** begin **

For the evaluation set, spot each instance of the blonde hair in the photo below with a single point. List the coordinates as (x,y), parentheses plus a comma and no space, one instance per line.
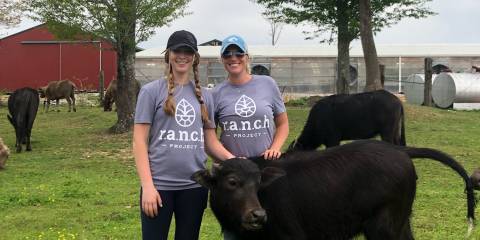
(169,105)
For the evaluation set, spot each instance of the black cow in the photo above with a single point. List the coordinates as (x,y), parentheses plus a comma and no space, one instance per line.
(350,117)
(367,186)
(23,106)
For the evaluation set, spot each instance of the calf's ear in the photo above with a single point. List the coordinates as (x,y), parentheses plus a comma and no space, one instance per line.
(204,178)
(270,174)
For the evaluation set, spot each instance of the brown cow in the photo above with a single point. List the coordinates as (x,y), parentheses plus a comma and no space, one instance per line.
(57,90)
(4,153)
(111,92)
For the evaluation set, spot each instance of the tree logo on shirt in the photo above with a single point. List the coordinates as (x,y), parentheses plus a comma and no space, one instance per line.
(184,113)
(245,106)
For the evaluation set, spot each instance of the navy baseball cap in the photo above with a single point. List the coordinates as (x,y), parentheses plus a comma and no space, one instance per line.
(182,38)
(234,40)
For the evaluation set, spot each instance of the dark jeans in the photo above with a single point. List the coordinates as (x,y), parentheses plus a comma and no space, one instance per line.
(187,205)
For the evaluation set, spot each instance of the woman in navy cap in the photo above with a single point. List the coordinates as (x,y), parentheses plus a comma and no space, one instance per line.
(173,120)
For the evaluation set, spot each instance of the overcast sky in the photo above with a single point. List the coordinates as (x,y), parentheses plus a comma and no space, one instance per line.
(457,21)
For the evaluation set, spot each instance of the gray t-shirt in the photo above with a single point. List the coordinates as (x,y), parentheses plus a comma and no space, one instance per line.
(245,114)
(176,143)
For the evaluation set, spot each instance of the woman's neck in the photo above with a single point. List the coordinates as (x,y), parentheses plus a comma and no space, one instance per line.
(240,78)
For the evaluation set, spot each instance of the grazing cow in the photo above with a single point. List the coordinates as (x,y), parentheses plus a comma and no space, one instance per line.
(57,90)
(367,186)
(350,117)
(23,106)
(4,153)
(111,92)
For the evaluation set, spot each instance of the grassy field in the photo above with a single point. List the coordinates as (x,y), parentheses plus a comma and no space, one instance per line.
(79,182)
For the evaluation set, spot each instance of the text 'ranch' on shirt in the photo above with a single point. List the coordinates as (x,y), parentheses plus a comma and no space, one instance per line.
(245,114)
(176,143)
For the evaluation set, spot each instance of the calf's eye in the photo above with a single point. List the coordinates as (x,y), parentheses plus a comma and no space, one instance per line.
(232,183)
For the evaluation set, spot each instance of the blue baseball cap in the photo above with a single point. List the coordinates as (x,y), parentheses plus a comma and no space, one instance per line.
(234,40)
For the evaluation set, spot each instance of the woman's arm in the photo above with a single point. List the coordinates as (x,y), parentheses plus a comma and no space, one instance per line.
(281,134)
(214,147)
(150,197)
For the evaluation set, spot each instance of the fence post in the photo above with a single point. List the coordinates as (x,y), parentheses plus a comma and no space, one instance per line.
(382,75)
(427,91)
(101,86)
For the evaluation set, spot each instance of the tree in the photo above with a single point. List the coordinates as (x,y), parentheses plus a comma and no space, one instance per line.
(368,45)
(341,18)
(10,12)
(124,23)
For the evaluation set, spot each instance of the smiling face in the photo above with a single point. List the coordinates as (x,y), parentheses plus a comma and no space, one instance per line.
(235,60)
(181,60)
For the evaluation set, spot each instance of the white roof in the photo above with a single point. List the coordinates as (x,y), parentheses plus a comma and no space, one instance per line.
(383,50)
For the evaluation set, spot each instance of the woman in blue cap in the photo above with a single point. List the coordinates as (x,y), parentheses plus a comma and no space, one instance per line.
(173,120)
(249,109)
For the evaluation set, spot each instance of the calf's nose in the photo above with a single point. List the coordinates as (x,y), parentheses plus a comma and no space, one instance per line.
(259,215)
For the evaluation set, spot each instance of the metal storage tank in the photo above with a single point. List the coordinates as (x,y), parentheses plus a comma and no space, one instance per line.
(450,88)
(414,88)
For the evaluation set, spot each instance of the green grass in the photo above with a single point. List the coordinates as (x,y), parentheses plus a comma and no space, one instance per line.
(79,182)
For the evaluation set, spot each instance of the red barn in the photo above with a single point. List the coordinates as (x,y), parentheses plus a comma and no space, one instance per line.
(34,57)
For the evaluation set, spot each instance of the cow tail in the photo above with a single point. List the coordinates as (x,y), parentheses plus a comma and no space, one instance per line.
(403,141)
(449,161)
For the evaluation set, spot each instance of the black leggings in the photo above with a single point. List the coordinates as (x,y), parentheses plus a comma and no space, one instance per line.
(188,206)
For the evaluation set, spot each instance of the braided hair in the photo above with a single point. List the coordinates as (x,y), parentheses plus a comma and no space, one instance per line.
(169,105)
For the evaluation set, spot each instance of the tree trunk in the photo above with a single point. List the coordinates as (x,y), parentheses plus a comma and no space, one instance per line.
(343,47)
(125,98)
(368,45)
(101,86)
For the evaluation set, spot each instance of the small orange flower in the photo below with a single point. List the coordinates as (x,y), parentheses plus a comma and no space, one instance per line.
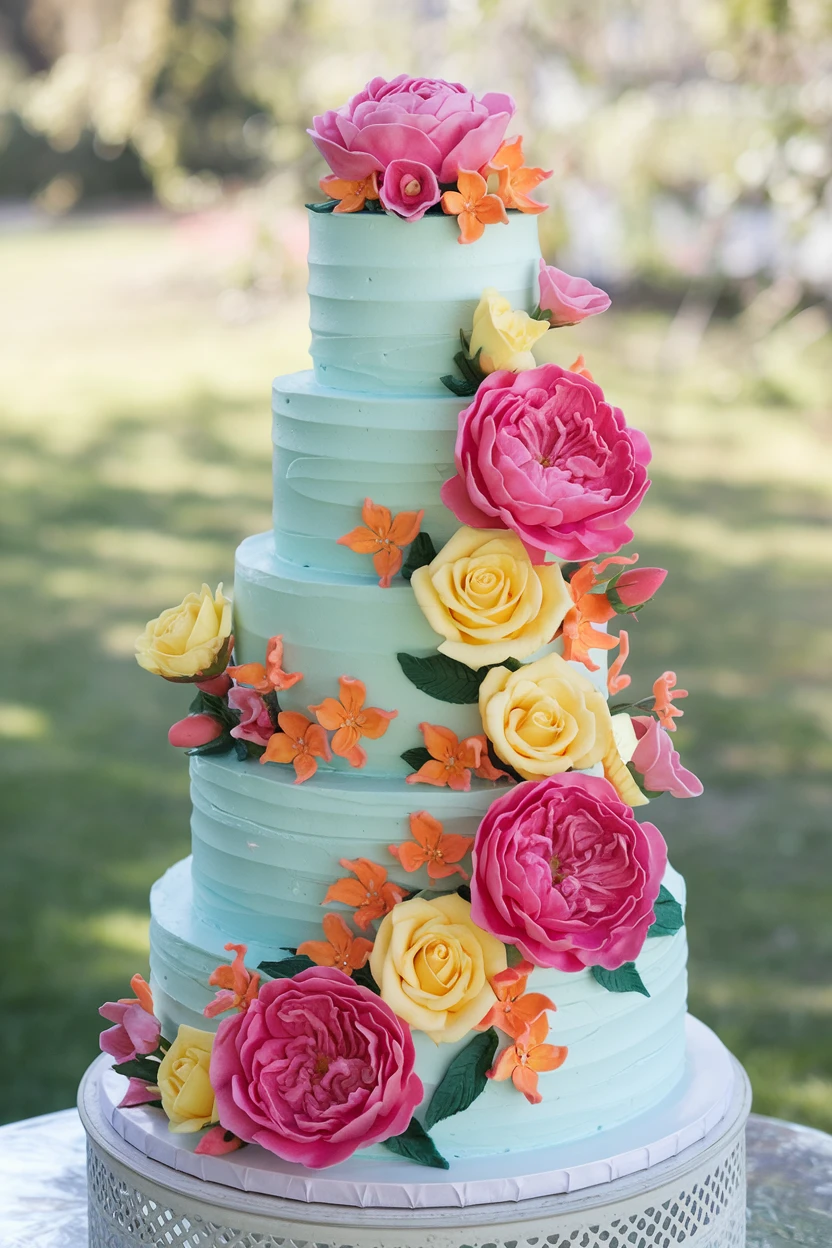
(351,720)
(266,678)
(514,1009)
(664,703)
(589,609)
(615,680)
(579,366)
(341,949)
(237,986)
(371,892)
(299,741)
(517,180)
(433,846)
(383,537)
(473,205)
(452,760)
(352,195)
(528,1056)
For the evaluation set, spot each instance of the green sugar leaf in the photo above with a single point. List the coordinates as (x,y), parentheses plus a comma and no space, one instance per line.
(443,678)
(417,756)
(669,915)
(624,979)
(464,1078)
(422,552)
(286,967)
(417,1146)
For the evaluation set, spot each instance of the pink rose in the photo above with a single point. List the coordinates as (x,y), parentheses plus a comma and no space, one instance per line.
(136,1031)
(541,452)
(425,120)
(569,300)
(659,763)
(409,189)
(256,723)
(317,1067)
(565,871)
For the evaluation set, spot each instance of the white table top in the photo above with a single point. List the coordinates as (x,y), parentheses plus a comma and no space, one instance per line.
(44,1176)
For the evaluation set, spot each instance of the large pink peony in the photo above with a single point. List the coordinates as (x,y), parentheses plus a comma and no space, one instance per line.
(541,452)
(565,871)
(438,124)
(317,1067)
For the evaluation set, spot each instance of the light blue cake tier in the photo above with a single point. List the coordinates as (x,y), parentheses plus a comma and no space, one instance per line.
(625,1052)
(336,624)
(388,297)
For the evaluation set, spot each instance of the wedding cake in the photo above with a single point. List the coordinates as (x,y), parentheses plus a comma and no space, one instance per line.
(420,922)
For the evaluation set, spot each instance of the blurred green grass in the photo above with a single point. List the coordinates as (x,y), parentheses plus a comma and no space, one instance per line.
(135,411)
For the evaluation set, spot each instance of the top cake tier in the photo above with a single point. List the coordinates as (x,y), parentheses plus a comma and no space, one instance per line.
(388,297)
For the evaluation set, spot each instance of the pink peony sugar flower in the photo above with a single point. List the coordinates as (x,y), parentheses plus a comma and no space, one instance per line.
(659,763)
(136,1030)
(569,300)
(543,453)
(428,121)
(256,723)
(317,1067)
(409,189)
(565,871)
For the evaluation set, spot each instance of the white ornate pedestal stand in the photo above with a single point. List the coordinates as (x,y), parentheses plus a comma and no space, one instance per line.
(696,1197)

** end **

- **TASK DETAILS**
Give back, unchanged, every line from the one with "For the evaluation set, spot each instance of the light" to the end of the entries above.

- **FULL SOLUTION**
For the evaluation set, spot each instance of the light blue cake tier in the photo above with a single point. List the coordinates as (x,y), parentheses plus a comma and no space, one instance per line.
(625,1052)
(336,624)
(388,297)
For the evaluation set, spot each instance of the wedding cake in the photo above with a single point. List the coordinates as (x,y), parentheses plus a comma and no space, one instance per line.
(420,922)
For the evaluation set, spot each instance of the blurred green grass in the photo above with a single point. List the coordinates as (x,y), parentheses plus a comma and no space, one instance per line.
(135,411)
For the evaluation set, spot each instance of the top cake tier in the photo above with a single point. List the coordinates as (x,y), parentheses plus a comma and no space, one instance per line.
(388,297)
For the evaluation set, spot each instance of the pink peony sugar flower in the photo above with a single point. List the coordinates as (x,y), parentheses plus a comma and no space, one instance per line.
(659,763)
(136,1030)
(569,300)
(543,453)
(428,121)
(256,723)
(317,1067)
(409,189)
(565,871)
For the evaluation set, spot each instance of the white ornate pedestal stand in the photo above with a single point. List the coordinates as (x,y), parentheses plus a comma and no space, one instance per line.
(696,1197)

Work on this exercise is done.